Document excerpt:

# Post... GO!



## cuelight (Dec 15, 2006)

Hi there! 
So after a long while of browsing and persuing this forum I figured I might as well join. I'm Tash (cuelight if you prefer), deputy stage manager in London. I've been in the industry for about 2 years (I know! Still a newbie, feel free to impart any knowledge on me). 

I'm sure I'll see you around.


----------



## Van (Dec 15, 2006)

Welcome aboard ! Have Fun.


----------



## Chris15 (Dec 16, 2006)

Welcome to Controlbooth.


----------



## LDtheLD (Dec 16, 2006)

Welcome! When I first saw your post subject, I though it was some kind of game where we just randomly post the first thing that comes to mind or something.


----------



## CHScrew (Dec 18, 2006)

Welcome to CB Tash. That's not a very common name, but my cousin has the same one.

Stored items:
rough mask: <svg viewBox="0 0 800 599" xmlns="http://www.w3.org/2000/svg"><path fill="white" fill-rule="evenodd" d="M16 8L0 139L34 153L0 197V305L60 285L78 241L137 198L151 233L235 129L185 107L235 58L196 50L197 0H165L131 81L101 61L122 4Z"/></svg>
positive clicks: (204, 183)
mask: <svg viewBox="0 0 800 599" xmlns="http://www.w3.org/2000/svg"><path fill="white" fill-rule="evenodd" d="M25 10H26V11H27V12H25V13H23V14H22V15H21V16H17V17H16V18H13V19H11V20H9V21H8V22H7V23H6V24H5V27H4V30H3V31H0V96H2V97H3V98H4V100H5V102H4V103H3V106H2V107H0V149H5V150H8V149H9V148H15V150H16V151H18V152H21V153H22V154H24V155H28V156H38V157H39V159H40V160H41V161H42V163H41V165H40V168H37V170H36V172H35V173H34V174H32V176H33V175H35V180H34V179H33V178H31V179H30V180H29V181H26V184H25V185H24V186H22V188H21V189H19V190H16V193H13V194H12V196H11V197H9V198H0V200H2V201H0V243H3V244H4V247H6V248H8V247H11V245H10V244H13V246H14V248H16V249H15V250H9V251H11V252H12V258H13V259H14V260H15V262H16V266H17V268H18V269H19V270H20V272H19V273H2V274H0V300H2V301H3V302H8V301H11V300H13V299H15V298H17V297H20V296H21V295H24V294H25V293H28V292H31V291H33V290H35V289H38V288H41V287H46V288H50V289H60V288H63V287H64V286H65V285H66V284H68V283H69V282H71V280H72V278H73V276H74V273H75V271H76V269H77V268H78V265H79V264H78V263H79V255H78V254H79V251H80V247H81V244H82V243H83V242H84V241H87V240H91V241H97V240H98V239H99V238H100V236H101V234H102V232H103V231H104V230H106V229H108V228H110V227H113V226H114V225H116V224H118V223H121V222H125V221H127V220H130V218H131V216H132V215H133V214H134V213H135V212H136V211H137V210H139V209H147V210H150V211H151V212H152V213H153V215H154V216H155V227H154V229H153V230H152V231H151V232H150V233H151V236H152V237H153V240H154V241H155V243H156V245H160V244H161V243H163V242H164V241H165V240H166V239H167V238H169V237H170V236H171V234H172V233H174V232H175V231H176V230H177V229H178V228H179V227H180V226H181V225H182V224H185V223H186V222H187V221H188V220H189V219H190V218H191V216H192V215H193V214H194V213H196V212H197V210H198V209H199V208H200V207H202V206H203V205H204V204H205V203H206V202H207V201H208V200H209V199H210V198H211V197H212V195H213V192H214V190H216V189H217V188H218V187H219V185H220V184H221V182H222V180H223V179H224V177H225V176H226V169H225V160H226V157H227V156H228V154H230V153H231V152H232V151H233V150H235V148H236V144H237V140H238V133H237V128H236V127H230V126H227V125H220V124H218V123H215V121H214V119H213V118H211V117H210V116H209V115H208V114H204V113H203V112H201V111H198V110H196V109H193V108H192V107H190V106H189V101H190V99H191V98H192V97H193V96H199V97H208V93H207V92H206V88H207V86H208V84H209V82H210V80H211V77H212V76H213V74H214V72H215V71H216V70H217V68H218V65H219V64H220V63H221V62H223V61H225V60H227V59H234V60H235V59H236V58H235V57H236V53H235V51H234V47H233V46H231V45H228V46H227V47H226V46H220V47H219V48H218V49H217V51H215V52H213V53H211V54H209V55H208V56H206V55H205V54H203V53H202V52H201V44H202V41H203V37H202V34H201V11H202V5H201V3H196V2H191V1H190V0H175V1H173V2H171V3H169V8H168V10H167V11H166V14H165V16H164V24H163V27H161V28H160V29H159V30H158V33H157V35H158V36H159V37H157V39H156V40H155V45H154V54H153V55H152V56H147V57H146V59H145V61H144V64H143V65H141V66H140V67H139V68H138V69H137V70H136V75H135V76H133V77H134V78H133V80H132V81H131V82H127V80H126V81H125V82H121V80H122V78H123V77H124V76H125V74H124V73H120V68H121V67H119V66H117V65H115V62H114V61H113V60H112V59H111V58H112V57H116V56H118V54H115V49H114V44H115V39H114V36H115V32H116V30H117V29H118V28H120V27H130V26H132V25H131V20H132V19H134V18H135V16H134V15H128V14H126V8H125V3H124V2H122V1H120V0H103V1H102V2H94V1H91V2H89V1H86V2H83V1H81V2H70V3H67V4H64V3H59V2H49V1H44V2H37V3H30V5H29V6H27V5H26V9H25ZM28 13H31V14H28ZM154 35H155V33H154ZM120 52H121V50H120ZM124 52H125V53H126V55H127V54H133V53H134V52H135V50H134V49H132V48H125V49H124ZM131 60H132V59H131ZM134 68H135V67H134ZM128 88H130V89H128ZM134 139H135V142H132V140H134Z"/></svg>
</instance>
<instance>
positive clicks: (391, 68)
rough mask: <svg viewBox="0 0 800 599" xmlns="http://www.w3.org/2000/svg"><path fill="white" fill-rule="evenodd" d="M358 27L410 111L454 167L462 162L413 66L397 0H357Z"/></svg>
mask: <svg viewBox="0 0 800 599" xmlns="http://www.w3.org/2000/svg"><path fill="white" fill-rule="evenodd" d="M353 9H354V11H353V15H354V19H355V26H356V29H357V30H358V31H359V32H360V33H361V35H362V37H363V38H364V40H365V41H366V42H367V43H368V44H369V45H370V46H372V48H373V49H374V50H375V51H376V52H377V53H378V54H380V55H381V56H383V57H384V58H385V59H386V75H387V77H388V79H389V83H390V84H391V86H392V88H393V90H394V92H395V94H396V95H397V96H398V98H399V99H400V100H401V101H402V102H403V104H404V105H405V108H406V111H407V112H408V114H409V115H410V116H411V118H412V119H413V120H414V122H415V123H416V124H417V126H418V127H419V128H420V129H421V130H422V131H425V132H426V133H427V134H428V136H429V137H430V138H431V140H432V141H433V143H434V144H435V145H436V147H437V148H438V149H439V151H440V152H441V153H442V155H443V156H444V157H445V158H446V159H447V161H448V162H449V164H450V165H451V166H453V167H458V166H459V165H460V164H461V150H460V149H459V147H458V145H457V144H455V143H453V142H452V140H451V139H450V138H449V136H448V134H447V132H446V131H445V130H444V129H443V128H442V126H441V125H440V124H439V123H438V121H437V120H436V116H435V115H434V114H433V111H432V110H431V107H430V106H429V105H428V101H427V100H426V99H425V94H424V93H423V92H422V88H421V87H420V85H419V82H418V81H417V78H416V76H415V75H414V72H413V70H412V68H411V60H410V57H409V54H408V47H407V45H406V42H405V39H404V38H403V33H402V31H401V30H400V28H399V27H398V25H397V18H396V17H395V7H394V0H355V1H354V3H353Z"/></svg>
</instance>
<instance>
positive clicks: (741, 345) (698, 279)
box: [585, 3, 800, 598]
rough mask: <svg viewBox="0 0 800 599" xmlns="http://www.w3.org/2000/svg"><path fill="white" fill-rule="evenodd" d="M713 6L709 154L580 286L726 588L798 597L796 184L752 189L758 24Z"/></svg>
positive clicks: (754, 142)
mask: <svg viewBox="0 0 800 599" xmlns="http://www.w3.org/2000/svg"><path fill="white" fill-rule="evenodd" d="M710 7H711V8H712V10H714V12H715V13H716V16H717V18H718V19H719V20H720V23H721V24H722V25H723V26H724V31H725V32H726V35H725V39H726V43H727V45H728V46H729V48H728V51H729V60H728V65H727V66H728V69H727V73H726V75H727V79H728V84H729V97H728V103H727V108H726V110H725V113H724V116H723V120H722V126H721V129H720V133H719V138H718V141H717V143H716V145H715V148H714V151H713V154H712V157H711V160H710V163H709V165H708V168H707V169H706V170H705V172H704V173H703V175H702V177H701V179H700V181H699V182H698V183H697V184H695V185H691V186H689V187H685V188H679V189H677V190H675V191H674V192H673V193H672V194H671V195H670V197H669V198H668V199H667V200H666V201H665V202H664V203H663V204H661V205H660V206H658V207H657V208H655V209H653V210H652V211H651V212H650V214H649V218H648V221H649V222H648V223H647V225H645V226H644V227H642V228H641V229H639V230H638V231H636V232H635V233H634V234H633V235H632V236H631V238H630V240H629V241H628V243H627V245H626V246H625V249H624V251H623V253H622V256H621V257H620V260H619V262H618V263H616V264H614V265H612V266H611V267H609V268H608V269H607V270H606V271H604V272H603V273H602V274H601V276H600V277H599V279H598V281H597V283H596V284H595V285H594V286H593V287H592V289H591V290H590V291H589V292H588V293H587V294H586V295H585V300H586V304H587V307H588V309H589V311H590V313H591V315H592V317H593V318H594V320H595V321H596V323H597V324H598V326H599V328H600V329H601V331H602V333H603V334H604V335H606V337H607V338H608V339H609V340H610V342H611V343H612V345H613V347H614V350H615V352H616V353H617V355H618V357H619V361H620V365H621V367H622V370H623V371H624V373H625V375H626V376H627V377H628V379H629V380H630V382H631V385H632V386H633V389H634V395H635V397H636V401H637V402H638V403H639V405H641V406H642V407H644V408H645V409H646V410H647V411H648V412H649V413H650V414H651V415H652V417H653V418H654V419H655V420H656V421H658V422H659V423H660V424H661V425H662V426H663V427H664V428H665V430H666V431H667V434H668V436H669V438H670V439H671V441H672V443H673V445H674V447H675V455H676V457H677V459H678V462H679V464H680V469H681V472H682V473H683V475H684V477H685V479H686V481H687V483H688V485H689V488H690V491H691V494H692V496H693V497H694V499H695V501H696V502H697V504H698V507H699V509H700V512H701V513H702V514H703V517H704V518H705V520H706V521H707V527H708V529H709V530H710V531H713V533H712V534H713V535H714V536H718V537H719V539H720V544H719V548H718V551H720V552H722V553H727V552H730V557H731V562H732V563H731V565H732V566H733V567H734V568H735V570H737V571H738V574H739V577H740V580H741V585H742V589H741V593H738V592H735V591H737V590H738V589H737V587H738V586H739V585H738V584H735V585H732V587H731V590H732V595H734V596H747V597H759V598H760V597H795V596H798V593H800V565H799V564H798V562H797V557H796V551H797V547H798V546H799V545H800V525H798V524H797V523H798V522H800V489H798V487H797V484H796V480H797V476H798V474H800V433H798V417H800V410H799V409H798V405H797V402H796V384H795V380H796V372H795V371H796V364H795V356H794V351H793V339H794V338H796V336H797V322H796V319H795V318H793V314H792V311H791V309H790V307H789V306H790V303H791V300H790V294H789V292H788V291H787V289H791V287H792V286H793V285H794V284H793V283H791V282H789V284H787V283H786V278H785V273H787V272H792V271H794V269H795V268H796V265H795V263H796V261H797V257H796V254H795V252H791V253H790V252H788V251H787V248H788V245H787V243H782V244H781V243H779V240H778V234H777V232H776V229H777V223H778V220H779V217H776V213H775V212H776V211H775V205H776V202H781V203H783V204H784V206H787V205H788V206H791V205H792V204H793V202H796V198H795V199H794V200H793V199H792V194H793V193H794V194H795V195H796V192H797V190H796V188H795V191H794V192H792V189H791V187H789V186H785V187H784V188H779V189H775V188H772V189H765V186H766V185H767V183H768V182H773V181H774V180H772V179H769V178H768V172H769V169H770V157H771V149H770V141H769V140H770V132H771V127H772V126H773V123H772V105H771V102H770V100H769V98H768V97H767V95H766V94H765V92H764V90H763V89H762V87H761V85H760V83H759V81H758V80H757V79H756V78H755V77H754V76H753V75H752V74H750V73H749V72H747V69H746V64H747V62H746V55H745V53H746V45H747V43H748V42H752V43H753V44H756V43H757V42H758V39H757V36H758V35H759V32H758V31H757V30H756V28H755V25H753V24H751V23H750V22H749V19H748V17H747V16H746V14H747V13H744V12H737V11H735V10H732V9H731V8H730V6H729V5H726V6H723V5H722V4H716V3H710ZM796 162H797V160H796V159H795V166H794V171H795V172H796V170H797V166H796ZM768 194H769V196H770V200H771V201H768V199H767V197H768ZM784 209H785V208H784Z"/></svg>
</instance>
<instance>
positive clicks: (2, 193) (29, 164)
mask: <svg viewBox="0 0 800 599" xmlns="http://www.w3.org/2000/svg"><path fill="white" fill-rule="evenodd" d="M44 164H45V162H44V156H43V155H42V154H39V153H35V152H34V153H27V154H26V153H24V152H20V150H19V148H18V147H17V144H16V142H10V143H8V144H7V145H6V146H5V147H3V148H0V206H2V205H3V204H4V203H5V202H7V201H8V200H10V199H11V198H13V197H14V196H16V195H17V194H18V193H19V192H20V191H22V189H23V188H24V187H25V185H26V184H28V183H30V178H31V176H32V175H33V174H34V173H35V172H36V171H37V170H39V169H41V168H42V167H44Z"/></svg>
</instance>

Things to do:
a. In the welcome thread, what job does cuelight say she holds, and where?
b. Reproduce word for word the part of the welcome thread starting with "Welcome to Controlbooth." and going on through "mind or something.".

Solution set:
a. Deputy stage manager in London.

b.
Welcome to Controlbooth.


----------



## LDtheLD (Dec 16, 2006)

Welcome! When I first saw your post subject, I though it was some kind of game where we just randomly post the first thing that comes to mind or something.